Percy Wyndham Lewis (November 18, 1884 - March 7, 1957) was a British painter and author. He was a co-founder of the vorticism movement in art, and edited the vorticists journal, BLAST. His novels include The Human Age, a trilogy comprising The Childermass (1928), Monstre Gai and Malign Fiesta (both 1955).

Lewis was born on a yacht off the Canadian province of Nova Scotia. His mother was British, his father American. He went to school in England, first at Rugby School, then at the Slade School of art in London, before spending most of the 1900s travelling around Europe and studying art in Paris.

It was in the 1910s that he found the painting style for which he is best known today, a style which his friend Ezra Pound dubbed vorticism. Lewis found the strong structure of cubism painting appealing, but said it did not seem "alive" compared to futurist art, which, conversely, lacked structure. Vorticism is often seen as a combination of these two movements. In these early works Lewis was probably more influenced by the process philosophy of Henri Bergson than he was later prepared to admit.

**The problem:** Copy the Wyndham Lewis text word for word, everything from "Percy Wyndham Lewis" down to "Fiesta (both 1955).".

**Data records:**
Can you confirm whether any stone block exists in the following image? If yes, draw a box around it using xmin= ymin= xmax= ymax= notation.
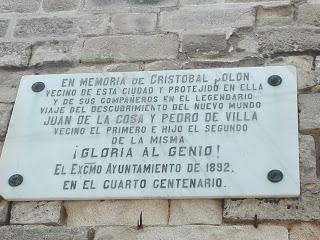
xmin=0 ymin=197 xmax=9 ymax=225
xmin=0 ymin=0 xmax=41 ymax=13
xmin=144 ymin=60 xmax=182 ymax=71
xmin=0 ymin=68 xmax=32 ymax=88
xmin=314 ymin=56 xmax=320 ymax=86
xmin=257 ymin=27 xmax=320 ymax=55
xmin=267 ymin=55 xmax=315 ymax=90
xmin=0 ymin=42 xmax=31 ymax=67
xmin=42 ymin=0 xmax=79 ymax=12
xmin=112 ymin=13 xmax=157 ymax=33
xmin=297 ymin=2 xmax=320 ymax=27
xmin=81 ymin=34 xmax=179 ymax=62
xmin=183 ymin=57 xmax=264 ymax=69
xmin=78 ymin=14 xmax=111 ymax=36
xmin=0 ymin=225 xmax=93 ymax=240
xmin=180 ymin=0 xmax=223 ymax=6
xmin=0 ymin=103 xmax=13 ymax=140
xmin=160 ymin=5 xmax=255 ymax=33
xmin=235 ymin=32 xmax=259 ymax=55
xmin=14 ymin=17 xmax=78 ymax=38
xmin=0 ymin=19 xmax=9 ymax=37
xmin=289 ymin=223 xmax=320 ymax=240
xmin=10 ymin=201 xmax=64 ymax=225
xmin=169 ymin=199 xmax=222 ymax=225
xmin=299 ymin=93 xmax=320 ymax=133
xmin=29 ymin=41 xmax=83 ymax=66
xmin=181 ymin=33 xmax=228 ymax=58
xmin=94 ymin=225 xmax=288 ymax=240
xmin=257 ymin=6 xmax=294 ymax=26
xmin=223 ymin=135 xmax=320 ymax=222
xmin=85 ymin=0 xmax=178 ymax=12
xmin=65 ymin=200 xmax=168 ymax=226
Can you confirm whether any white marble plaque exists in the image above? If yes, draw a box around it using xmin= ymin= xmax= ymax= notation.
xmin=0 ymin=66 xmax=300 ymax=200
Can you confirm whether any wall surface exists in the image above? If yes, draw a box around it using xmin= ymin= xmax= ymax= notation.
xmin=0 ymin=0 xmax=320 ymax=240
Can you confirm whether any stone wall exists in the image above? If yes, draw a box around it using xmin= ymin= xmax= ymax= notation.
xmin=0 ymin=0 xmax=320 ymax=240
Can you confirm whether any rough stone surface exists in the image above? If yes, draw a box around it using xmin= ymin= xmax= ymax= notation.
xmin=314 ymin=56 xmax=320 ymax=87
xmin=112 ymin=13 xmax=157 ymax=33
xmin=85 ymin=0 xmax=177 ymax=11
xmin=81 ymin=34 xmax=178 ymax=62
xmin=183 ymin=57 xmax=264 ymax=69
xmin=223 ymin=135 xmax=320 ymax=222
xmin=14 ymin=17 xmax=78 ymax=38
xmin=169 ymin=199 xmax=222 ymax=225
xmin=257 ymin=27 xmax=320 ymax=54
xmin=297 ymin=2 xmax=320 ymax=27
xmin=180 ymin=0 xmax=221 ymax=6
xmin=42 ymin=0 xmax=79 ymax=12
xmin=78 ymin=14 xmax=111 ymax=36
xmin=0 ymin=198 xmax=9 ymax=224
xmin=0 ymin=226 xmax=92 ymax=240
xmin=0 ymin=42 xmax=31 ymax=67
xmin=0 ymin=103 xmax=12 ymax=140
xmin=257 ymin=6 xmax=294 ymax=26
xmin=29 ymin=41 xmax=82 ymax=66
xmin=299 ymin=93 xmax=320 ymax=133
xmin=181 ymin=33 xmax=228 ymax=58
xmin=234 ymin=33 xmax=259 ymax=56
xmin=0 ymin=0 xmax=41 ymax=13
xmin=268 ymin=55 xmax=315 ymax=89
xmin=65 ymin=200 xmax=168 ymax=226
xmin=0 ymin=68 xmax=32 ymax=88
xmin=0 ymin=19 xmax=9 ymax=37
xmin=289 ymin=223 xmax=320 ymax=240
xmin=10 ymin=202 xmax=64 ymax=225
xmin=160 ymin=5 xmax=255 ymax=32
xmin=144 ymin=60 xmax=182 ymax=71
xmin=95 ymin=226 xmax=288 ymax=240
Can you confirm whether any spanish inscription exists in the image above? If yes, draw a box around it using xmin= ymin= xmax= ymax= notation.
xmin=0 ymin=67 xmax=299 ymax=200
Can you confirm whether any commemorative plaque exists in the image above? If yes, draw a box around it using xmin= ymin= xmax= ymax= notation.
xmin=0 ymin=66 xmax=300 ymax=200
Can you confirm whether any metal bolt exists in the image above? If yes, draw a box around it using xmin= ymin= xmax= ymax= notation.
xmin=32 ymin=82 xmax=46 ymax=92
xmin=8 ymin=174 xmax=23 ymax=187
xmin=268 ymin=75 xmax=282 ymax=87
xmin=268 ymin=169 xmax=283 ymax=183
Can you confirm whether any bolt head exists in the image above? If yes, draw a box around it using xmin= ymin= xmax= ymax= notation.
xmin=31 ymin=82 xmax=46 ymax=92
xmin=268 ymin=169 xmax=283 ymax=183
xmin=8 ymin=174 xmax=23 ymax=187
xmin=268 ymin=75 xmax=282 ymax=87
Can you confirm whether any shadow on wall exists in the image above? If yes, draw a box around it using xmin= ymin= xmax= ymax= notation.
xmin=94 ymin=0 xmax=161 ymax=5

--

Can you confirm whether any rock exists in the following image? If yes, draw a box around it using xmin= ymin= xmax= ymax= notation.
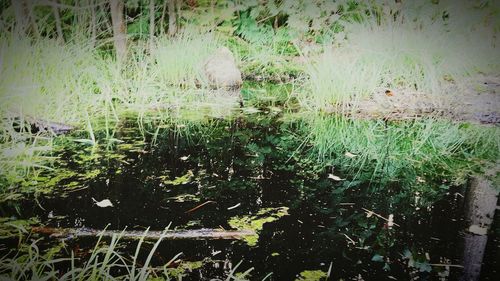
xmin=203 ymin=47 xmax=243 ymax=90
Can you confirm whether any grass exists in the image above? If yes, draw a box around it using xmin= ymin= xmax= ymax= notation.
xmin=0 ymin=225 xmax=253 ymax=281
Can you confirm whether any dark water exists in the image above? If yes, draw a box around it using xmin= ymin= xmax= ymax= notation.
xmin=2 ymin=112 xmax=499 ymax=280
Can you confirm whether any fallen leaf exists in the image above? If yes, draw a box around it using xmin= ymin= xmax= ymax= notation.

**Answer:**
Percy Wyndham Lewis (November 18, 1884 - March 7, 1957) was a British painter and author. He was a co-founder of the vorticism movement in art, and edited the vorticists journal, BLAST. His novels include The Human Age, a trilogy comprising The Childermass (1928), Monstre Gai and Malign Fiesta (both 1955).